__DATASET ROWS__
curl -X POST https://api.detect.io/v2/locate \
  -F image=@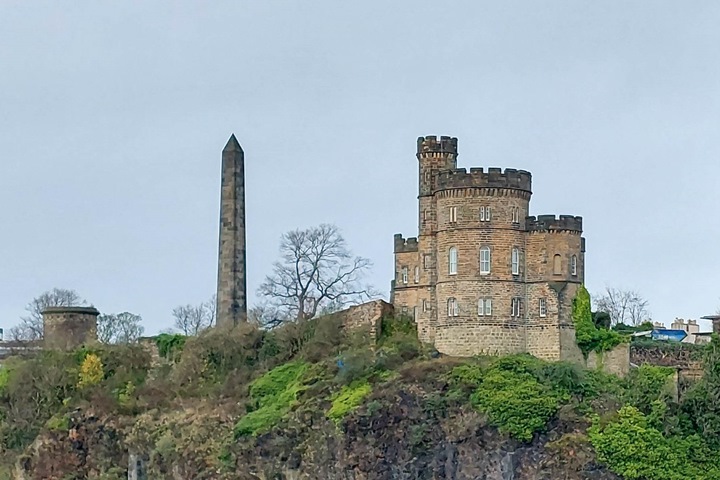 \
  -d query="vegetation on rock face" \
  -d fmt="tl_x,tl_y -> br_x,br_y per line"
0,310 -> 720,480
572,285 -> 624,356
327,381 -> 372,423
235,362 -> 308,437
78,353 -> 105,388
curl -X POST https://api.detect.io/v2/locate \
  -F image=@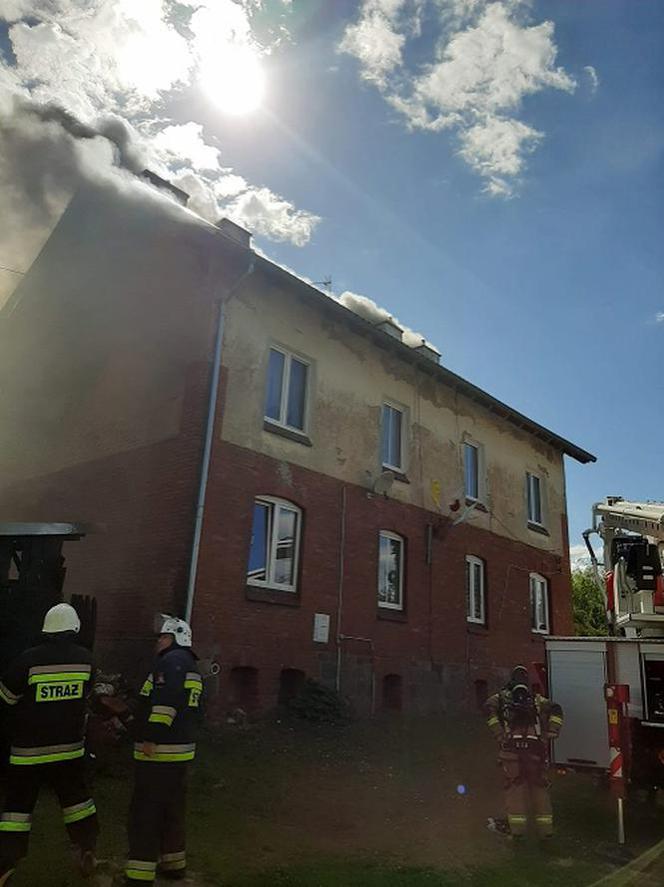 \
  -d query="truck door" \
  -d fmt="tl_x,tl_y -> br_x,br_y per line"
547,641 -> 609,768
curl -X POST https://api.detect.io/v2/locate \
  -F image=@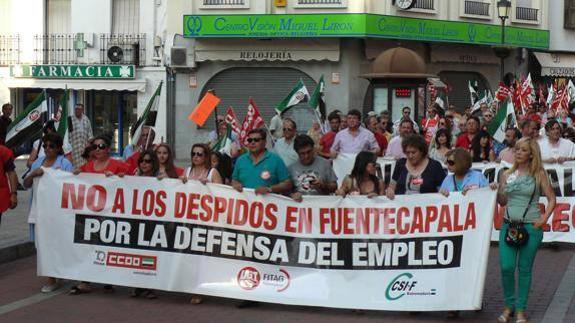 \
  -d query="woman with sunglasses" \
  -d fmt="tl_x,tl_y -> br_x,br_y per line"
211,151 -> 233,185
335,151 -> 385,198
74,136 -> 130,177
155,143 -> 184,179
26,120 -> 72,167
24,132 -> 74,293
429,129 -> 453,164
471,130 -> 495,163
439,148 -> 489,196
491,138 -> 556,323
69,135 -> 130,295
130,150 -> 160,299
182,144 -> 223,184
386,135 -> 446,200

__TASK INSTRUCTIONS__
Pull out each line above that contains the string "query" and copy it unchanged.

__RESULT BELOW__
  -d query="vegetation on rock face" \
  -d query="truck door" \
  -d query="woman with sunglasses" \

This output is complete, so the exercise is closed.